Extracted information:
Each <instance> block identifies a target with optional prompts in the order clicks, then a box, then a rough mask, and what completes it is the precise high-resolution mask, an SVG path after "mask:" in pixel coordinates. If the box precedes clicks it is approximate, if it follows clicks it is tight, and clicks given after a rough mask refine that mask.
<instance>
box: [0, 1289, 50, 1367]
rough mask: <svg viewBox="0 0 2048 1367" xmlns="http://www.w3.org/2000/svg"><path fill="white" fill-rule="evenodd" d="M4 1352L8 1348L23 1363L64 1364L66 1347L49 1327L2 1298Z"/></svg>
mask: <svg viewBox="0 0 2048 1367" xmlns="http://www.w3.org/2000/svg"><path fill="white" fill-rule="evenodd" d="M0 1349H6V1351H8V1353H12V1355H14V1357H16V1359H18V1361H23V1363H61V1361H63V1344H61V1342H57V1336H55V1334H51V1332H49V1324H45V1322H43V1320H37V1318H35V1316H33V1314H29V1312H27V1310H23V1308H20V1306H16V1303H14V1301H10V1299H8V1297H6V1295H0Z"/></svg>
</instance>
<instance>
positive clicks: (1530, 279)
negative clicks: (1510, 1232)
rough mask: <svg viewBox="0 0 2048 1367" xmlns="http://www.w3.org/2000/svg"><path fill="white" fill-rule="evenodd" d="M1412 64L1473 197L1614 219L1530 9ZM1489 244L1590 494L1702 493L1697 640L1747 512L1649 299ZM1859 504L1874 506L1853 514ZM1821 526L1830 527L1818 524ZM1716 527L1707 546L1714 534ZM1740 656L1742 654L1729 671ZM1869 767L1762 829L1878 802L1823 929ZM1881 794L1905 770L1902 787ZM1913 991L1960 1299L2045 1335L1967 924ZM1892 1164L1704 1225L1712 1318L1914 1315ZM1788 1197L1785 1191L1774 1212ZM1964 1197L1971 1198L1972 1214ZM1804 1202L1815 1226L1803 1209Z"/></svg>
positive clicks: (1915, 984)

What needs to be done: The response should consist of the entries above, retyped exactly.

Solution for this task:
Each <instance> block identifies a target with optional prompts in the order clicks, then a box, then a rough mask, and what completes it is the precise high-resolution mask, an SVG path after "mask:" in pixel coordinates. If the box precedes clicks it is approximate, if it follows clicks it is tight, and clicks given after a rough mask refine that mask.
<instance>
box: [0, 1289, 50, 1367]
rough mask: <svg viewBox="0 0 2048 1367" xmlns="http://www.w3.org/2000/svg"><path fill="white" fill-rule="evenodd" d="M4 1352L8 1348L23 1363L64 1364L66 1347L49 1327L2 1298Z"/></svg>
mask: <svg viewBox="0 0 2048 1367" xmlns="http://www.w3.org/2000/svg"><path fill="white" fill-rule="evenodd" d="M0 1349H6V1351H8V1353H12V1355H14V1357H16V1359H18V1361H23V1363H61V1361H63V1344H61V1342H57V1336H55V1334H51V1332H49V1324H45V1322H43V1320H37V1318H35V1316H33V1314H29V1312H27V1310H23V1308H20V1306H16V1303H14V1301H10V1299H8V1297H6V1295H0Z"/></svg>
</instance>
<instance>
positive clicks: (1530, 279)
negative clicks: (1510, 1232)
rough mask: <svg viewBox="0 0 2048 1367" xmlns="http://www.w3.org/2000/svg"><path fill="white" fill-rule="evenodd" d="M1412 64L1473 197L1614 219L1530 9ZM1489 244L1590 494L1702 493L1697 640L1747 512L1649 299ZM1859 504L1874 506L1853 514ZM1821 526L1830 527L1818 524ZM1716 527L1707 546L1714 534ZM1740 656L1742 654L1729 671ZM1869 767L1762 829L1878 802L1823 929ZM1881 794L1905 770L1902 787ZM1913 991L1960 1299L2045 1335L1967 924ZM1892 1164L1704 1225L1712 1318L1914 1315ZM1788 1197L1785 1191L1774 1212ZM1964 1197L1971 1198L1972 1214ZM1804 1202L1815 1226L1803 1209Z"/></svg>
positive clicks: (1915, 984)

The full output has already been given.